_Aim_.
Please print the following data line for line, with no changes.

_Task material_.
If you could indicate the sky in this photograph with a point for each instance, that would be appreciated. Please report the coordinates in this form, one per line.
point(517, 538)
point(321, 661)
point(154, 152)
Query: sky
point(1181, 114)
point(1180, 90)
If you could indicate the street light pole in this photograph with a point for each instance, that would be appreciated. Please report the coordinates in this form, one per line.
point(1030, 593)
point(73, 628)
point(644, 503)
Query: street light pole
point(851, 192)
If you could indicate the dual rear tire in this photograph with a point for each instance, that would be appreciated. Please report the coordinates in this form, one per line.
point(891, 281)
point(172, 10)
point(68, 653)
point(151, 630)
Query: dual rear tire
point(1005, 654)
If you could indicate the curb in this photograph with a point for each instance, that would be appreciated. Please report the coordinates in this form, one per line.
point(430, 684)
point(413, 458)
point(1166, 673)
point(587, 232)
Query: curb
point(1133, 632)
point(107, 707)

_Exercise solution_.
If you could indicate the sky in this photograph with a point for each instance, that would be appreciated. Please report the coordinates in this form, one per line.
point(517, 538)
point(321, 661)
point(154, 152)
Query: sky
point(1181, 114)
point(1180, 90)
If you could indicate the street light pole in this photograph with a point for each instance, that would be appreciated. Please report the coordinates in this form, one per line.
point(1030, 593)
point(73, 628)
point(644, 503)
Query: street light pole
point(851, 192)
If you could indicate the dual rear tire in this photograph with a point for each instance, that would be appreciated. Please report the coordinates in this form, one per line.
point(891, 281)
point(172, 10)
point(68, 653)
point(151, 630)
Query: dual rear tire
point(1005, 654)
If you could indicate the curb in this photograph with a point for each instance, that would be appreciated. Please report the coordinates in this form, one per line.
point(430, 684)
point(413, 458)
point(1166, 673)
point(587, 232)
Query: curb
point(1133, 632)
point(107, 707)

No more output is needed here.